◆ **TEXT PASSAGE**
□ □ □ □ □ □ □
But I hit publish. One hundred times. That part feels bigger than the number.

Because if I’m being honest, I don’t have a track record of sticking with things just to stick with them. My life hasn’t exactly been stable. There have been seasons where everything felt like it was shifting underneath me. Relationships changing. Identity shifting. Old trauma resurfacing. New chapters starting whether I felt ready or not.


And through all of that, this blog stayed.


Not because it was easy. Not because it blew up. Not because it made me money. Not because it gave me constant validation.

It stayed because I needed it.


This space has been a place where I could process out loud. Where I could unpack grief. Where I could talk about foster care and trauma and identity and love and feeling lost at 35 without watering it down to make other people comfortable.


It’s also been a place where I could be light. Where I could talk about cats and chaos and the random things that make up an actual life.


When I scroll back to earlier posts, I can see the shifts. I can see where I was angrier. Where I was more defensive. Where I was trying to convince myself I was fine. I can see when I started softening. When I started choosing better. When I started actually healing instead of just surviving.


That’s the part that gets me.

Because if I hadn’t written it down, I would’ve forgotten.


I would’ve rewritten my own history in my head the way we all do.

I would’ve convinced myself that I’ve always been this version of me. Or that I’ve never changed at all.


But the archive doesn’t lie.

There are one hundred pieces of evidence that I’ve been evolving in real time.

And that feels… grounding.


There were posts I almost didn’t publish. Posts that felt too personal. Posts that made me nervous. Posts where I thought, “Maybe this is too much.” But I kept reminding myself that this blog was never supposed to be performative. It was supposed to be honest.


And honesty sometimes makes people uncomfortable. Including me.
□ □ □ □ □ □ □
◆ **TASKS AND EXERCISES**
1. In the blog post, why did the blog stay through all the upheaval?
2. Please quote the blog post word for word, starting at "Not because it was" and ending at "other people comfortable.".
You won't need the listing for any of this.

◆ **SUPPLIED DATA**
□ □ □ □ □ □ □
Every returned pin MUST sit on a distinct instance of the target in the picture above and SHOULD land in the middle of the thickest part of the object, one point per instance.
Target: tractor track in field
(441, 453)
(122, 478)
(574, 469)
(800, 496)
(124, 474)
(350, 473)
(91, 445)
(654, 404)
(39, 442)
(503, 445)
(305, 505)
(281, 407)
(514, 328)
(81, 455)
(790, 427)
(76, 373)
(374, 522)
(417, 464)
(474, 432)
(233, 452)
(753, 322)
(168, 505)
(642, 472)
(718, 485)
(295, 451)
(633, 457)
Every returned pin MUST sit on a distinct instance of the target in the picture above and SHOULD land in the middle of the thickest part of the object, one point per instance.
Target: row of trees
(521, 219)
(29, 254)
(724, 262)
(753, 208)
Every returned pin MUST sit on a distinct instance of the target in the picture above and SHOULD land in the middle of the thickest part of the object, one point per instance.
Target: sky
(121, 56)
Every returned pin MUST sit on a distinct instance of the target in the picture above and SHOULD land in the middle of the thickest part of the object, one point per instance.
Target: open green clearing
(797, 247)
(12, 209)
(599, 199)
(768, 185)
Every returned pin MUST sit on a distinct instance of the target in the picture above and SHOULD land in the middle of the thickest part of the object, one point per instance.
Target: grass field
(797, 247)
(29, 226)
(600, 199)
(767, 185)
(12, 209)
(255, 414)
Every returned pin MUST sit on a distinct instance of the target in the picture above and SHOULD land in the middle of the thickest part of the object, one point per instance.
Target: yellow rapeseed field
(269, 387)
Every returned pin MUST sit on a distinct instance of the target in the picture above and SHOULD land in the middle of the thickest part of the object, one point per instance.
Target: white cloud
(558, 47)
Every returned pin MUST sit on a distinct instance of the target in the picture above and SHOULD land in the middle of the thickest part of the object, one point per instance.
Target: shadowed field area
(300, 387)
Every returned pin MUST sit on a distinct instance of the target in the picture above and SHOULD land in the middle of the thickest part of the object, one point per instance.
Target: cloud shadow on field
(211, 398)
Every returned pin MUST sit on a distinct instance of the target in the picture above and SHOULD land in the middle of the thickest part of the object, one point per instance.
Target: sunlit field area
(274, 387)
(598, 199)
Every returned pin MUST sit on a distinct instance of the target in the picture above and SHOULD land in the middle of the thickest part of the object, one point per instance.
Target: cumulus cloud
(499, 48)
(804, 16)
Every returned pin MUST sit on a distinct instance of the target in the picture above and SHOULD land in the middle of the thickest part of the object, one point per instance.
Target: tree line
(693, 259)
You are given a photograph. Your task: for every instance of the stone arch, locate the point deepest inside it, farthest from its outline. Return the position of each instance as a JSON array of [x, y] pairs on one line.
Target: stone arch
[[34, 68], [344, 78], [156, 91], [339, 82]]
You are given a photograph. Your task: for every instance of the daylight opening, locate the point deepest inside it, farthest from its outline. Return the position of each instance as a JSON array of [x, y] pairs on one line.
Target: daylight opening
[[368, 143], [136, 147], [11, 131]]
□ □ □ □ □ □ □
◆ **SOLVED PROBLEMS**
1. It stayed because the writer needed it.

2.
Not because it was easy. Not because it blew up. Not because it made me money. Not because it gave me constant validation.

It stayed because I needed it.


This space has been a place where I could process out loud. Where I could unpack grief. Where I could talk about foster care and trauma and identity and love and feeling lost at 35 without watering it down to make other people comfortable.